- PROBLEM REQUIREMENTS: Starting at the line that contains "Please locate the person standing" and going through the end of the material, copy those lines again with "hanging towel" replaced by "towel on the line" and nothing else changed. Give only those lines.

* Begin *

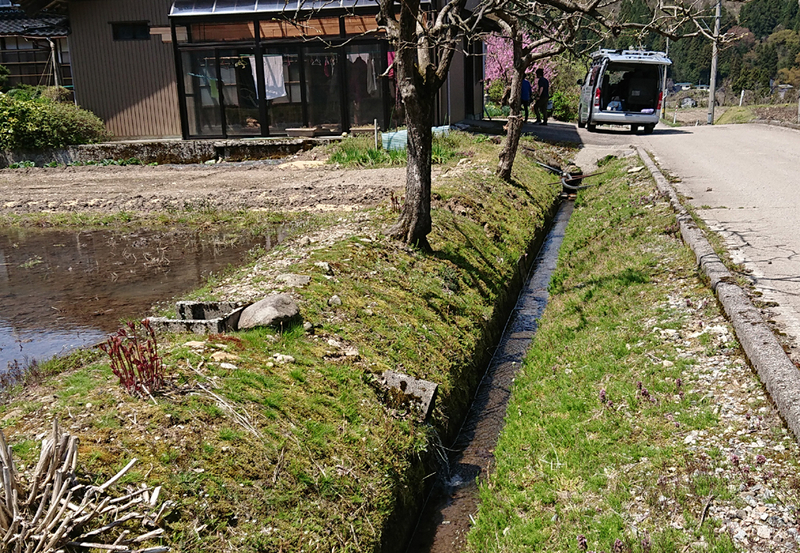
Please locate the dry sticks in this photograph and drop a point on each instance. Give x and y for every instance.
(50, 510)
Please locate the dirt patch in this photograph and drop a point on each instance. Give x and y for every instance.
(299, 183)
(778, 113)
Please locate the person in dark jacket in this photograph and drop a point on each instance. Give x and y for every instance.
(543, 91)
(526, 96)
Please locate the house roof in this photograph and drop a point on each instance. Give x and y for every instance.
(182, 8)
(15, 22)
(32, 7)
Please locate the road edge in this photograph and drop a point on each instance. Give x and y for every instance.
(762, 349)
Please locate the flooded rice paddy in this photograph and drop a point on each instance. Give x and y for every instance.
(63, 290)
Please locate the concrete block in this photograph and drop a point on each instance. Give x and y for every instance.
(205, 309)
(406, 392)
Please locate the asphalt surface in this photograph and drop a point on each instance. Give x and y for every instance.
(742, 180)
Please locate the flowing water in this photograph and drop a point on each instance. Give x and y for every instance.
(453, 502)
(63, 290)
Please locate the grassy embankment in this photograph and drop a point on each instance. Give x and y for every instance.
(596, 436)
(304, 455)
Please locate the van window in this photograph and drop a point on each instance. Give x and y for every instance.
(593, 75)
(635, 86)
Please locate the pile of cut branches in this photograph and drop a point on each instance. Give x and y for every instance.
(49, 510)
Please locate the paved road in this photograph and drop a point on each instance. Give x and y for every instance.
(743, 180)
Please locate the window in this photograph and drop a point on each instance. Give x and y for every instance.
(131, 30)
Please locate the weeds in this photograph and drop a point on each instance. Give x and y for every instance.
(135, 360)
(21, 164)
(359, 151)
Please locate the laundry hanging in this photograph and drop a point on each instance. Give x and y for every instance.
(274, 86)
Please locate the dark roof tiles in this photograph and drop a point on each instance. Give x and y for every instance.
(14, 21)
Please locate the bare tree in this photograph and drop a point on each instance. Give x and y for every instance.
(425, 44)
(558, 22)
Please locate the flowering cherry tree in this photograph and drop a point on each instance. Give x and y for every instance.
(500, 58)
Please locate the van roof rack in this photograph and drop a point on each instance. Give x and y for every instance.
(645, 56)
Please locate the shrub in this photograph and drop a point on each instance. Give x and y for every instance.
(37, 123)
(495, 90)
(135, 360)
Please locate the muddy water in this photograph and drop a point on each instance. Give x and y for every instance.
(453, 503)
(62, 290)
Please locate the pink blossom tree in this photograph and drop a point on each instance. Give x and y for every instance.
(500, 58)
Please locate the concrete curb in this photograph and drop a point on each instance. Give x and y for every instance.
(776, 370)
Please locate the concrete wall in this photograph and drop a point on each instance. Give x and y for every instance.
(131, 85)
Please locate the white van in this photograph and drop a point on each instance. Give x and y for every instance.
(623, 87)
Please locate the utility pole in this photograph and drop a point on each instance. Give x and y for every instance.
(715, 52)
(664, 87)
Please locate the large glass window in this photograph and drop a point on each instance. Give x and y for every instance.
(202, 93)
(279, 28)
(364, 87)
(360, 24)
(323, 74)
(222, 32)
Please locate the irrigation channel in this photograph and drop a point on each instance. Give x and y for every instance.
(453, 501)
(64, 290)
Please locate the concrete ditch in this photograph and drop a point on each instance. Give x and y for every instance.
(399, 530)
(762, 349)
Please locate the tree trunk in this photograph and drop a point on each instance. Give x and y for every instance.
(414, 223)
(418, 84)
(508, 152)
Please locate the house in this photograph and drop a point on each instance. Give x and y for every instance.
(35, 50)
(244, 68)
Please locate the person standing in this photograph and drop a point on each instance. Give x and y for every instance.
(543, 98)
(526, 96)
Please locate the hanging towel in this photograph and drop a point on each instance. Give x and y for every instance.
(212, 85)
(390, 60)
(372, 80)
(274, 86)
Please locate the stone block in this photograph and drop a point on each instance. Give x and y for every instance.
(406, 392)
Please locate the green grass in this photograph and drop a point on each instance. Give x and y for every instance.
(568, 461)
(736, 114)
(305, 455)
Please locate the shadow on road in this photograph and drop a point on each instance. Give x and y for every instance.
(557, 131)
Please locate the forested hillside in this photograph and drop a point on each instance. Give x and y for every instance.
(766, 54)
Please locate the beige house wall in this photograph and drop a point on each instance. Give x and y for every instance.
(131, 85)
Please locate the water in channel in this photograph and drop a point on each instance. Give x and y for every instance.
(63, 290)
(453, 503)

* End *

- SOLVED EXERCISE:
Please locate the person standing in this photograph and drop a point on each instance. Give x and y for every instance.
(543, 98)
(526, 96)
Please locate the towel on the line in this photograph and drop a point on each instance. Give x and y for every instance.
(212, 85)
(390, 60)
(372, 80)
(274, 86)
Please locate the stone block in this photograph and drop a point on each instance. Give x and y for every instance.
(406, 392)
Please locate the green grass in this photograph and drop a point on each instance. Give x and y for every instance.
(568, 461)
(736, 114)
(305, 455)
Please locate the shadow on road in this photograph and drop a point on each instance. Give x and y for every instance.
(557, 131)
Please locate the forested hillside in this photograph and drop a point on each instance. Give x and y for every instance.
(766, 54)
Please locate the beige house wall in this photograph and drop a point on each instance. Give x and y for every instance.
(131, 85)
Please locate the water in channel in this photograph and drop a point on each instance. Give x and y for every instance.
(63, 290)
(453, 503)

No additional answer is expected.